* Objective:
Rewrite the items from the line containing "of the trimmed" through the line containing "x=989, y=632", inclusive, with "marker" replaced by "pin" and nothing else changed. Give only those lines.

— begin —

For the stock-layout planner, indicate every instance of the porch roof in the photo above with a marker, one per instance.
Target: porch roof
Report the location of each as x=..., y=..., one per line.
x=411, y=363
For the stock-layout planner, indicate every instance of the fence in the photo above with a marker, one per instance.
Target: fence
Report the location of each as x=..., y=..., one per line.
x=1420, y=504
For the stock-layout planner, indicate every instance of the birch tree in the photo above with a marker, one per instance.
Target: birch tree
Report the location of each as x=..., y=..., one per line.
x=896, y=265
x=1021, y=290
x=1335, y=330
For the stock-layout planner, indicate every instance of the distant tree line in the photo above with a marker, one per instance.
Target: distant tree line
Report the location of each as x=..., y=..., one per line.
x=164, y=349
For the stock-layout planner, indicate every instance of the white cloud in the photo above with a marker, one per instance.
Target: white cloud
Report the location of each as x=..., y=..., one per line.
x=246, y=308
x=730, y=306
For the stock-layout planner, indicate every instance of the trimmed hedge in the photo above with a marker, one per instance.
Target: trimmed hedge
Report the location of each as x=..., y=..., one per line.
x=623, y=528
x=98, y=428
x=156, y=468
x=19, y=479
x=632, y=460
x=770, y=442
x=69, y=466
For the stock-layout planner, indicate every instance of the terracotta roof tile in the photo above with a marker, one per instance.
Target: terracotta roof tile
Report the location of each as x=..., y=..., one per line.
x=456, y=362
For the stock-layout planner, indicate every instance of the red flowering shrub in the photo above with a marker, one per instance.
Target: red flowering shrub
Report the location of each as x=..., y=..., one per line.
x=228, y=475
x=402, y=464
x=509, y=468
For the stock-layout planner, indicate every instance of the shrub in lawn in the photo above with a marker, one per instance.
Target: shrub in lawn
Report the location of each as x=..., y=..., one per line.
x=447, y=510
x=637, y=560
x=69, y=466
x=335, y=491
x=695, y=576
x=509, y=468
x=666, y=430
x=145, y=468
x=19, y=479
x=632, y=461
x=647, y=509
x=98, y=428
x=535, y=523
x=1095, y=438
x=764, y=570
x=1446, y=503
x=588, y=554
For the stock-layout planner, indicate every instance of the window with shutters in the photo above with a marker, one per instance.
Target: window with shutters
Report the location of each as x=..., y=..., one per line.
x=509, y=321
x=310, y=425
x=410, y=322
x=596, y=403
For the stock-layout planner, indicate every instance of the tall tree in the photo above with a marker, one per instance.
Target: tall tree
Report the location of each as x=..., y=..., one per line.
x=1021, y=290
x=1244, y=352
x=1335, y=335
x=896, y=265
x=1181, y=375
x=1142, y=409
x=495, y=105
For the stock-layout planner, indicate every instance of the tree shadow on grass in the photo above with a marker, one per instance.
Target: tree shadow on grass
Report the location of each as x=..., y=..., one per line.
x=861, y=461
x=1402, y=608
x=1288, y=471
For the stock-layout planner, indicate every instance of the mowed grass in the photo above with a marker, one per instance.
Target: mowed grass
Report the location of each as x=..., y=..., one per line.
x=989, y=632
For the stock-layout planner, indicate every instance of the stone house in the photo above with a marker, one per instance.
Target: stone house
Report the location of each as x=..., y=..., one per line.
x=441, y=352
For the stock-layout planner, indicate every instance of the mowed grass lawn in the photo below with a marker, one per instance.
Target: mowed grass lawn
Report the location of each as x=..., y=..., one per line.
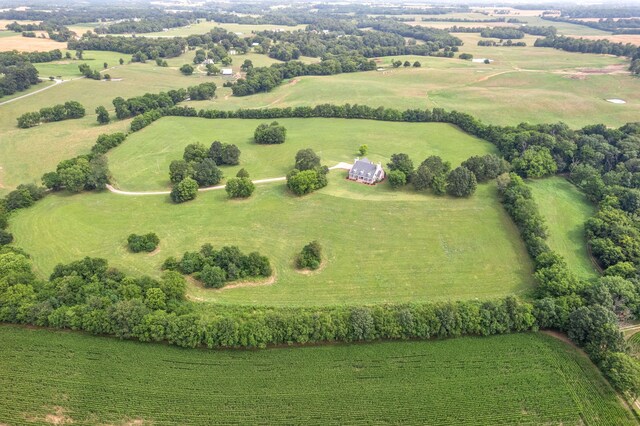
x=142, y=161
x=566, y=210
x=379, y=245
x=512, y=379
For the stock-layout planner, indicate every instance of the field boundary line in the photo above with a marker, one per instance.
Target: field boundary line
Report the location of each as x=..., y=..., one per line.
x=341, y=165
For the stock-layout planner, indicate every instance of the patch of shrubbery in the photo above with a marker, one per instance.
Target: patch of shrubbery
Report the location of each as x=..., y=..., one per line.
x=217, y=267
x=270, y=134
x=68, y=110
x=310, y=257
x=147, y=242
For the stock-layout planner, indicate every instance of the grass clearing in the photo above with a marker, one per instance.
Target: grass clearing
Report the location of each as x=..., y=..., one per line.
x=28, y=44
x=566, y=210
x=514, y=379
x=380, y=245
x=142, y=162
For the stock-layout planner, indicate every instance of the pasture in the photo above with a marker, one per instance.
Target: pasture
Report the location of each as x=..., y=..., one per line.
x=380, y=245
x=566, y=210
x=142, y=162
x=514, y=379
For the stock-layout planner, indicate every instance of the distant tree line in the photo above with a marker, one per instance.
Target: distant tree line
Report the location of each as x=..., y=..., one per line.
x=14, y=57
x=502, y=33
x=67, y=111
x=138, y=105
x=265, y=79
x=142, y=48
x=214, y=268
x=148, y=25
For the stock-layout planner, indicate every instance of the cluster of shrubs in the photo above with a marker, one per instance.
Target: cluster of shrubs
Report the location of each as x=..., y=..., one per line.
x=502, y=33
x=507, y=43
x=147, y=242
x=310, y=257
x=86, y=70
x=199, y=168
x=265, y=79
x=105, y=142
x=83, y=173
x=150, y=101
x=588, y=312
x=435, y=174
x=217, y=267
x=270, y=134
x=308, y=175
x=68, y=110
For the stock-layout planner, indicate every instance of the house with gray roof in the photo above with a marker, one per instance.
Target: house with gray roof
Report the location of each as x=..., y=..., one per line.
x=365, y=171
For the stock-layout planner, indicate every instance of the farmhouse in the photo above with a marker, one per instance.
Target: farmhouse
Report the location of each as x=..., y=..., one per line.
x=366, y=172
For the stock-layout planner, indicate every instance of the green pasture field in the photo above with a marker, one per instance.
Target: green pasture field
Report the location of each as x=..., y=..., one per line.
x=379, y=245
x=512, y=379
x=566, y=210
x=142, y=162
x=523, y=84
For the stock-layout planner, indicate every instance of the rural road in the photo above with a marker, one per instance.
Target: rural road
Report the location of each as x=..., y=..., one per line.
x=343, y=166
x=34, y=93
x=57, y=81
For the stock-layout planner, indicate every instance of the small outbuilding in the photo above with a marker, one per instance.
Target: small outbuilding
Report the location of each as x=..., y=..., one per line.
x=367, y=172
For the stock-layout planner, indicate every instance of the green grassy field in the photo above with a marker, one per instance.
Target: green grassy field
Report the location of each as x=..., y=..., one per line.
x=515, y=379
x=523, y=84
x=380, y=245
x=566, y=210
x=142, y=162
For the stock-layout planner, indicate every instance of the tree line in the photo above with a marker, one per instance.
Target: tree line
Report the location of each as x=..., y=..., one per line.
x=586, y=311
x=265, y=79
x=151, y=48
x=67, y=111
x=147, y=25
x=215, y=268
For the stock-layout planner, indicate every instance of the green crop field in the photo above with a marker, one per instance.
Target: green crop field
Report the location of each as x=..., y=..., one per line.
x=380, y=245
x=515, y=379
x=142, y=162
x=566, y=210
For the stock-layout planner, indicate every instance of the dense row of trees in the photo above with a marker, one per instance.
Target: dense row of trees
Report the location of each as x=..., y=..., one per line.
x=137, y=105
x=217, y=267
x=14, y=57
x=142, y=48
x=153, y=25
x=501, y=33
x=17, y=78
x=67, y=111
x=264, y=79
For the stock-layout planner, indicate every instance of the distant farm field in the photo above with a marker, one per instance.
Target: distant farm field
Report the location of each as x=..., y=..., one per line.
x=142, y=162
x=566, y=210
x=380, y=245
x=514, y=379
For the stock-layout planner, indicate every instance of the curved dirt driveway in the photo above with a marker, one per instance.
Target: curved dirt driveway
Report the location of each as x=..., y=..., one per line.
x=344, y=166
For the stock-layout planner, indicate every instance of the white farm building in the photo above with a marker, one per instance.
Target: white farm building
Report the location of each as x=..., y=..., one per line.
x=365, y=171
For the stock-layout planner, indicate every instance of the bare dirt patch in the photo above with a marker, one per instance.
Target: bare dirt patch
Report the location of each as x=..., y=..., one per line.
x=311, y=271
x=235, y=284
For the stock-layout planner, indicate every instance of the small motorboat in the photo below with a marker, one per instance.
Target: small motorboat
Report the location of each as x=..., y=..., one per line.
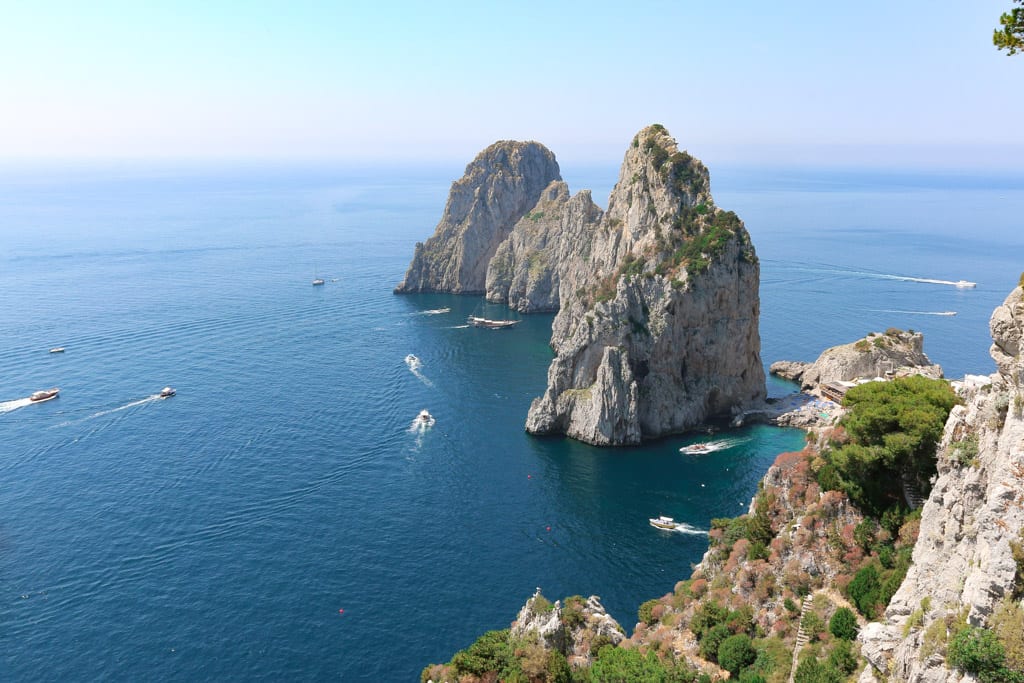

— end —

* Final answer:
For the stock-layout planner, indicate every instance of the trimmed hedge in the photo above with a pin, one per instance.
Target: trimmed hedge
Report the location of each as x=..., y=..., one per line.
x=623, y=528
x=98, y=428
x=156, y=468
x=19, y=479
x=632, y=460
x=770, y=442
x=69, y=466
For the stock-layout planner, indicate every instance of the terracotta roof tile in the photo above with a pin, one per instance.
Target: terracotta roof tile
Report the location of each as x=..., y=..., one per line.
x=456, y=362
For the stock-layout planner, indicate every instance of the red flowering shrub in the photo above with a pin, one per instance.
Target: red flowering shrub
Report the location of each as x=..., y=..., one per line.
x=228, y=475
x=402, y=464
x=509, y=468
For the stock-layout planner, indicate every instance of the shrub in lawn in the photo above with a pin, one per instance.
Target: shrub in lawn
Report the location of each as x=..., y=..., one per line.
x=447, y=510
x=637, y=560
x=69, y=466
x=335, y=491
x=695, y=576
x=509, y=468
x=666, y=430
x=145, y=468
x=19, y=479
x=632, y=461
x=647, y=509
x=98, y=428
x=535, y=523
x=1095, y=438
x=764, y=570
x=1446, y=503
x=588, y=554
For the stock-layout planner, indicate every instance of the window with shutters in the photo above with a pin, one per instance.
Target: window with shutters
Report the location of each as x=..., y=..., one per line.
x=509, y=321
x=310, y=425
x=410, y=322
x=596, y=403
For the stock-layout planner, indicate every instance of the tall tree in the photo above with a pin, one per instance.
Target: tall tree
Report the location of each as x=..., y=..., one per line.
x=1021, y=290
x=1244, y=352
x=1335, y=335
x=896, y=265
x=1181, y=375
x=1142, y=409
x=495, y=105
For the stock-layout planner, indicate every instance of the tree shadow on grass in the photo above with a pin, one per instance.
Target: tree shadow on grass
Report the location of each as x=..., y=..., one per line.
x=861, y=461
x=1402, y=608
x=1288, y=471
For the stock-layout planner, indicate every instance of the mowed grass in the photo above with a pin, one per instance.
Target: mowed grass
Report the location of each as x=..., y=..., one per line.
x=989, y=632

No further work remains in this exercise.